---------- DATA EXCERPTS ----------

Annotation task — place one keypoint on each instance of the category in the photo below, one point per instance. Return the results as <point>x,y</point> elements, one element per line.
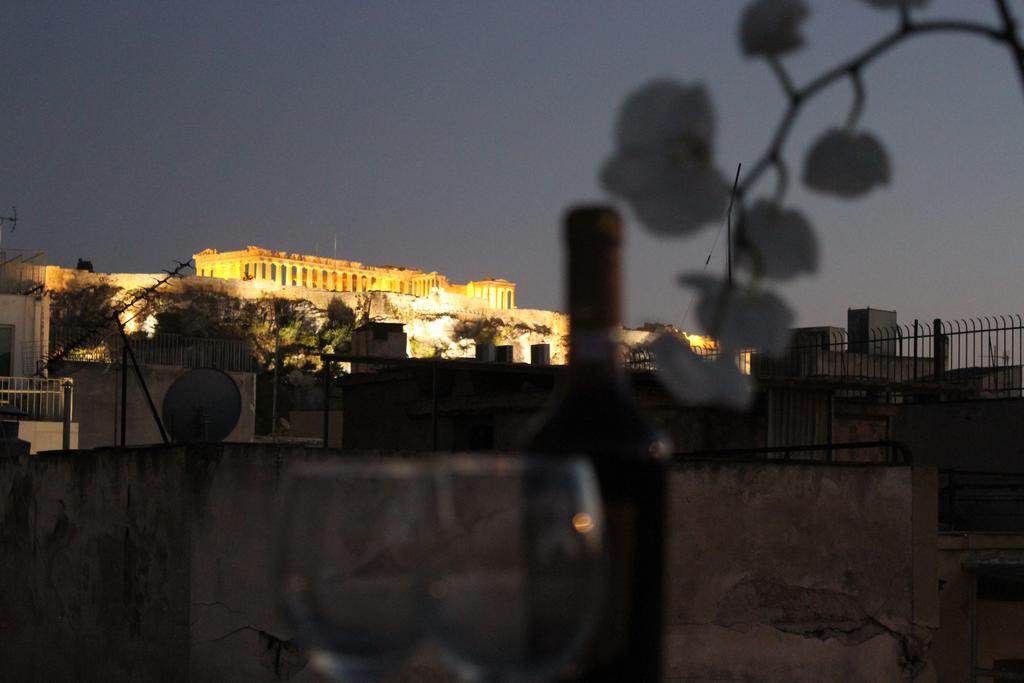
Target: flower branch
<point>907,29</point>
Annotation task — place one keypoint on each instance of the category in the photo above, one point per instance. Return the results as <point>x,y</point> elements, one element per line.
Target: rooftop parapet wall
<point>154,564</point>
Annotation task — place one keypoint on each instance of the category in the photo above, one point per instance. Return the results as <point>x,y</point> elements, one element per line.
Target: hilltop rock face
<point>442,323</point>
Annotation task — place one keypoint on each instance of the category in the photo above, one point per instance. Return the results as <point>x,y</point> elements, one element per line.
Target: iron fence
<point>161,349</point>
<point>889,453</point>
<point>979,357</point>
<point>40,398</point>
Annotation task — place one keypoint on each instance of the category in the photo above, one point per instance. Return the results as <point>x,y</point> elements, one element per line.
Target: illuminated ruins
<point>330,274</point>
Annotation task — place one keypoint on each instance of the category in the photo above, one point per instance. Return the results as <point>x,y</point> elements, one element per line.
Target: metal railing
<point>981,502</point>
<point>971,358</point>
<point>889,453</point>
<point>39,398</point>
<point>160,349</point>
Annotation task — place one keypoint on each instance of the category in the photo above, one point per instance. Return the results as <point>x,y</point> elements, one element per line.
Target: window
<point>6,344</point>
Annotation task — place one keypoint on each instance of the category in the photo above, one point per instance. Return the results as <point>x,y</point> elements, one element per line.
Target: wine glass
<point>352,540</point>
<point>519,564</point>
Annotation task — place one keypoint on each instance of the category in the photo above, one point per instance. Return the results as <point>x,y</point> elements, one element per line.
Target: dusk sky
<point>453,135</point>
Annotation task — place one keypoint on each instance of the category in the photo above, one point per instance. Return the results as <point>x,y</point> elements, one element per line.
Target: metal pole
<point>433,406</point>
<point>145,389</point>
<point>915,333</point>
<point>273,386</point>
<point>66,436</point>
<point>124,389</point>
<point>327,399</point>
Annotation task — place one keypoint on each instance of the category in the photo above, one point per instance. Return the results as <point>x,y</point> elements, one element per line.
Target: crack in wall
<point>817,613</point>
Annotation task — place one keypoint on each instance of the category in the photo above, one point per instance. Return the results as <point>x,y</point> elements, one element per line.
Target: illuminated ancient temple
<point>255,263</point>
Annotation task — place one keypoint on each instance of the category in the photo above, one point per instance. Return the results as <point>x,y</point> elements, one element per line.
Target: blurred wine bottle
<point>593,413</point>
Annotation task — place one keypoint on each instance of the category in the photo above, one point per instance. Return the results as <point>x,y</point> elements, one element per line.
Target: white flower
<point>777,243</point>
<point>892,4</point>
<point>663,164</point>
<point>741,317</point>
<point>846,164</point>
<point>694,380</point>
<point>771,27</point>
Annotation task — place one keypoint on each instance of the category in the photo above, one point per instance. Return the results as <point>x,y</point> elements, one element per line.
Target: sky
<point>454,135</point>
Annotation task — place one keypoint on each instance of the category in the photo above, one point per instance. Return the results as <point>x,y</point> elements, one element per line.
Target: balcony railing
<point>980,357</point>
<point>40,398</point>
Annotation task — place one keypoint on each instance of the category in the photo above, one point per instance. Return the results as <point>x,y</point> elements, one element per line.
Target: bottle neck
<point>594,240</point>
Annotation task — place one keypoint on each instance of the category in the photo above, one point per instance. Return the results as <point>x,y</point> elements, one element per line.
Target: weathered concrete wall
<point>30,315</point>
<point>93,567</point>
<point>999,625</point>
<point>981,435</point>
<point>97,402</point>
<point>800,573</point>
<point>46,435</point>
<point>154,564</point>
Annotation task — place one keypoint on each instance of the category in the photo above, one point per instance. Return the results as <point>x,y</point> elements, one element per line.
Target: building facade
<point>255,263</point>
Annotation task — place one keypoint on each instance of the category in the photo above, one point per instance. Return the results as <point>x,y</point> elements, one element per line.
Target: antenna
<point>728,218</point>
<point>12,219</point>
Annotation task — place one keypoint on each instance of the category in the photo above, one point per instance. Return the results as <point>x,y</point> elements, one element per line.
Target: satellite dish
<point>203,404</point>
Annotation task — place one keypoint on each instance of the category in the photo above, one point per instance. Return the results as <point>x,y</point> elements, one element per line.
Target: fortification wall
<point>441,321</point>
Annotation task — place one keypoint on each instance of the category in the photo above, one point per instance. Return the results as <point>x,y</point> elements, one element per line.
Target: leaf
<point>771,27</point>
<point>691,379</point>
<point>741,317</point>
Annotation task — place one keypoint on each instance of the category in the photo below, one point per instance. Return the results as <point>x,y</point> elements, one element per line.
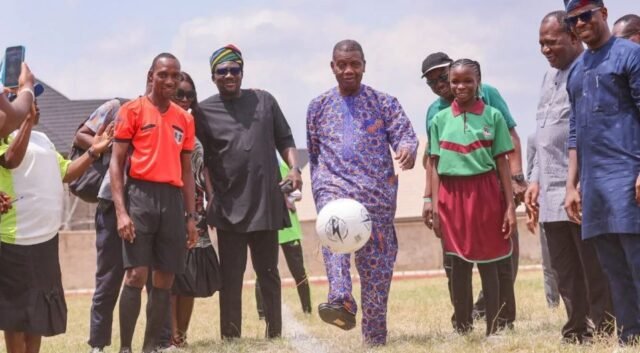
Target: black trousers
<point>497,286</point>
<point>295,261</point>
<point>263,246</point>
<point>508,312</point>
<point>109,276</point>
<point>581,281</point>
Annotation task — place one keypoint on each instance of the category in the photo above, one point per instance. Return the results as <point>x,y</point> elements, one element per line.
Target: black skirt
<point>31,293</point>
<point>201,277</point>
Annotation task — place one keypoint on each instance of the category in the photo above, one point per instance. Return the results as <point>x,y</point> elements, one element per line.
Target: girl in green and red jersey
<point>473,215</point>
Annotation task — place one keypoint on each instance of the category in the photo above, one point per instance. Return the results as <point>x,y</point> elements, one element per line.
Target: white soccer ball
<point>343,225</point>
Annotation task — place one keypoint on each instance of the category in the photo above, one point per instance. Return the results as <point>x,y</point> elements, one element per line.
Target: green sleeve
<point>63,164</point>
<point>434,137</point>
<point>4,145</point>
<point>493,98</point>
<point>431,113</point>
<point>502,139</point>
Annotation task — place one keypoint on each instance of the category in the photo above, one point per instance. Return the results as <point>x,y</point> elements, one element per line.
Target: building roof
<point>61,116</point>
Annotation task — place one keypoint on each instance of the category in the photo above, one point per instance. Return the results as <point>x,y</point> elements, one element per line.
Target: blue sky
<point>91,49</point>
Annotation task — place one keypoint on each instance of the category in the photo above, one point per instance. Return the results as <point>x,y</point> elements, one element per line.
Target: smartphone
<point>16,200</point>
<point>286,187</point>
<point>13,58</point>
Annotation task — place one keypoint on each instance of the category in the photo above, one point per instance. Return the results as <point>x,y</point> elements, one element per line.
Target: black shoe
<point>337,315</point>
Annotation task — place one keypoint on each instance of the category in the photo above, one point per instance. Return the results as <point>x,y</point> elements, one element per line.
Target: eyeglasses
<point>442,78</point>
<point>182,94</point>
<point>584,17</point>
<point>223,71</point>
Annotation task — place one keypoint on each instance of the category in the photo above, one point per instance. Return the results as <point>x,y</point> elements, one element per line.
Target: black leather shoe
<point>337,315</point>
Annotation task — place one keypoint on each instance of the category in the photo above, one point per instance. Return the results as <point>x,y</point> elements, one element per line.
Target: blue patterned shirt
<point>348,138</point>
<point>604,90</point>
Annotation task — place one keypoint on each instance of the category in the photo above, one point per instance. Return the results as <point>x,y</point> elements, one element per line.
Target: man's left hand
<point>519,188</point>
<point>296,178</point>
<point>405,159</point>
<point>192,233</point>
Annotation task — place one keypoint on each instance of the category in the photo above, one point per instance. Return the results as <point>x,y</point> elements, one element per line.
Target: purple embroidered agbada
<point>348,138</point>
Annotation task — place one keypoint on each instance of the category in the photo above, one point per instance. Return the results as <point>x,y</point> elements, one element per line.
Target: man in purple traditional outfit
<point>349,130</point>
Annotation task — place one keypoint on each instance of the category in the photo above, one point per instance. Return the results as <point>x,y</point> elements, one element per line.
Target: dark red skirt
<point>471,210</point>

----------

- GIVEN PROBLEM
Write the records above out again exactly, with no pictures in your copy.

- WRITTEN RESPONSE
Annotation task — place one keypoint on each instance of the category in the photo below, one point per instance. Return the results as <point>x,y</point> elements, one element per line.
Target: flower branch
<point>907,29</point>
Annotation task — place one keypoint on each instance of the category in the photo above, one point per instance. Return the results as <point>x,y</point> elements, one element per line.
Target: rooftop parapet wall
<point>154,564</point>
Annotation task — place one keypoint on each instance of the category in the photo above, one point per instance. Return the results as <point>x,y</point> elements, one element per line.
Target: hilltop rock face
<point>442,323</point>
Annotation task — place one keypoint on each instance of the category in the photo above, one point per instance. Return the results as <point>x,y</point> elements, one element per line.
Target: iron fence
<point>161,349</point>
<point>889,453</point>
<point>979,357</point>
<point>40,398</point>
Annotation task — place one keypoint on each instance of the category in the photo above, one point per instance. Return the results as <point>x,y</point> elements, one element per line.
Target: illuminated ruins
<point>330,274</point>
Annotation task — place one keypoint on each instance of the category in the photo above, one point per instance. Return the results as <point>x,y</point> elements, one element per line.
Target: metal railing
<point>981,502</point>
<point>971,358</point>
<point>889,453</point>
<point>39,398</point>
<point>160,349</point>
Annotation task — place one keypoint on each instance of the category in the photo above, one point per instance. Return the results as <point>x,y</point> elements, one element per line.
Target: window
<point>6,344</point>
Annotation task — place one keypoint on each instance of the category in the photo above, one point per instance. Return the results as <point>x,y</point> elements, one element per line.
Target: wine glass
<point>352,540</point>
<point>519,564</point>
Annotation task — place one keypoint on each instance of the category in the photo above, one point per instance. Return the results as <point>x,y</point> elements, one element per line.
Target: dusk sky
<point>453,135</point>
Annotation task — place one keypoint on each instance of the category in the photo above, one point per instance. Return the results as <point>x,y</point> elements, one element per line.
Target: metal pole
<point>433,406</point>
<point>145,389</point>
<point>915,333</point>
<point>273,386</point>
<point>66,436</point>
<point>124,389</point>
<point>327,399</point>
Annotation task — place one keypoint on each instance of the category in the photo above, one point per instance. Return the results as <point>x,y</point> elements, one element per line.
Target: crack in wall
<point>817,613</point>
Annotation task — place one keypoint on each instance of the category in the photo above, one point per instance. Return the results as <point>x,y</point> elements, one element per line.
Target: illuminated ancient temple
<point>255,263</point>
Annotation task — place one keypoint on each instance of the category in the photo above, one point per instance. Return the results as <point>x,y</point> elements, one element per line.
Target: blurred wine bottle
<point>593,413</point>
Annotation task — place one keypoint on each instance of the category in the photo above, one point per instance. Return the results as <point>x,y</point> elements, one element per line.
Target: white flower
<point>777,243</point>
<point>892,4</point>
<point>663,164</point>
<point>741,317</point>
<point>846,164</point>
<point>694,380</point>
<point>771,27</point>
Annotation task — place one keypoint on each instance of the category in the photo above, one point per instance. Return the results as <point>x,y</point> elements, one element per line.
Target: sky
<point>454,135</point>
Annotation task — place one keypoint on each instance of the category in the photo above, one point per instance. Return the results as <point>x,y</point> elements, one element per line.
Target: balcony railing
<point>980,357</point>
<point>40,398</point>
Annotation task — place one keypoint on each instance of the category in the photo above, one point per instance. Return the results as <point>x,y</point> elements, one element per line.
Target: bottle neck
<point>594,240</point>
Annotation task — place one keypoint on each instance of the category in the photo above, one point per instance. Return the results as <point>x,y</point> elements, one element per line.
Target: weathered concrete wall
<point>30,315</point>
<point>93,567</point>
<point>999,625</point>
<point>981,435</point>
<point>97,402</point>
<point>800,573</point>
<point>46,435</point>
<point>154,564</point>
Annotation task — place one keypoint on each instance of the category in the photo above, one point per instance. Return the results as <point>x,y</point> elements, one element per line.
Target: building facade
<point>255,263</point>
Annotation task — place one keypoint on each instance of the category in the photo above, one point per instance. Return the results as <point>x,y</point> elements, one element per line.
Target: antenna
<point>728,218</point>
<point>12,219</point>
Annotation task — place one keypoint on each instance of the category in the photo above, one point per instance. Return the results as <point>x,y</point> elements, one element per line.
Target: satellite dish
<point>203,404</point>
Annotation task — place one keypoint on each instance of the category in the photo above, one point per instance. Return the results as <point>x,y</point> elements, one element per line.
Target: fortification wall
<point>441,321</point>
Annotation task — place one keypoint on each instance of the category in the photo above, one point per instance. Return the results as <point>x,y</point> elements, one element per line.
Target: leaf
<point>771,27</point>
<point>691,379</point>
<point>741,317</point>
Annotation task — place one keypoint on each instance of the category in the photo below, one point per instance. Return the results as <point>x,y</point> elements, one element per line.
Target: black trousers
<point>497,286</point>
<point>295,261</point>
<point>263,246</point>
<point>508,312</point>
<point>109,276</point>
<point>581,281</point>
Annotation task — place one keypoint on each instance of the category in the photo above, one point per instance. Return the results as <point>x,y</point> elements, one element per line.
Target: black skirt
<point>31,293</point>
<point>201,277</point>
Annotation task — place one keypoint on each instance of the category in the photo above, one point per instance. Return the results as <point>x,y</point> elements, one element per line.
Target: girl in green and red jersey
<point>473,215</point>
Annotation task — place one keypoint on each instance of the category in the photo above, one point per instance. Return the results as <point>x,y</point> elements, one element per line.
Target: white soccer ball
<point>343,225</point>
Annotation task — place one keypoint on each instance of the category in the photo above, one point per instance. Return the results as <point>x,y</point> elements, one element per line.
Target: green sleeve
<point>63,164</point>
<point>434,137</point>
<point>4,145</point>
<point>493,98</point>
<point>431,113</point>
<point>502,139</point>
Annotation task — place one keypoint on each instance of the category in the photo above, one point per instance. Return the results as <point>x,y</point> elements, one element per line.
Target: building roof
<point>61,116</point>
Annotation task — place one keypoint on each instance of the category in the photo above, one point per instance. Return the results as <point>x,y</point> elements, one element per line.
Target: blue sky
<point>91,49</point>
Annotation task — place one keypoint on each instance of the category in the photo above, one point per instance. Return the results as <point>x,y</point> elements, one element per line.
Target: smartphone
<point>16,200</point>
<point>286,187</point>
<point>13,58</point>
Annotation task — place one keypoint on each instance of the category in the photo above, one point per instance. Return the results as <point>x,y</point> elements, one element per line.
Target: black shoe
<point>337,315</point>
Annotation task — place one keypoint on each instance of the category in the photo above, one point per instance. Return the results as <point>x,y</point> elements, one element per line.
Target: eyeglasses
<point>442,78</point>
<point>182,94</point>
<point>584,17</point>
<point>223,71</point>
Annotation task — place one keypoint on each instance of the category in the photo above, one point per instance. Return the results as <point>x,y</point> elements, one element per line.
Target: black leather shoe
<point>337,315</point>
Annotation task — place one keypoint on each instance of the category in the photo above, one point per instance. Return the results as <point>x,y</point> elements, one element per line.
Target: blue patterned shirt
<point>348,138</point>
<point>604,90</point>
Annotation task — place one keypoint on each instance of the category in the photo above, one point per instance. Return the results as <point>x,y</point> elements, one element per line.
Target: man's left hand
<point>519,188</point>
<point>296,178</point>
<point>405,159</point>
<point>192,233</point>
Annotation task — place one keypoint on each instance of the category in the photo above, one point per instance. Return the results as <point>x,y</point> elements, one element per line.
Target: purple embroidered agbada
<point>348,138</point>
Annotation task — place one keypoint on each instance of the category in the photo above, one point per instance. Return the results as <point>x,y</point> elements, one element per line.
Target: man in purple traditional outfit
<point>349,130</point>
Annotation task — place one keypoint on each instance of the category in the photo above, one point per instance. Return the results as <point>x,y</point> elements, one element per line.
Target: dark red skirt
<point>471,210</point>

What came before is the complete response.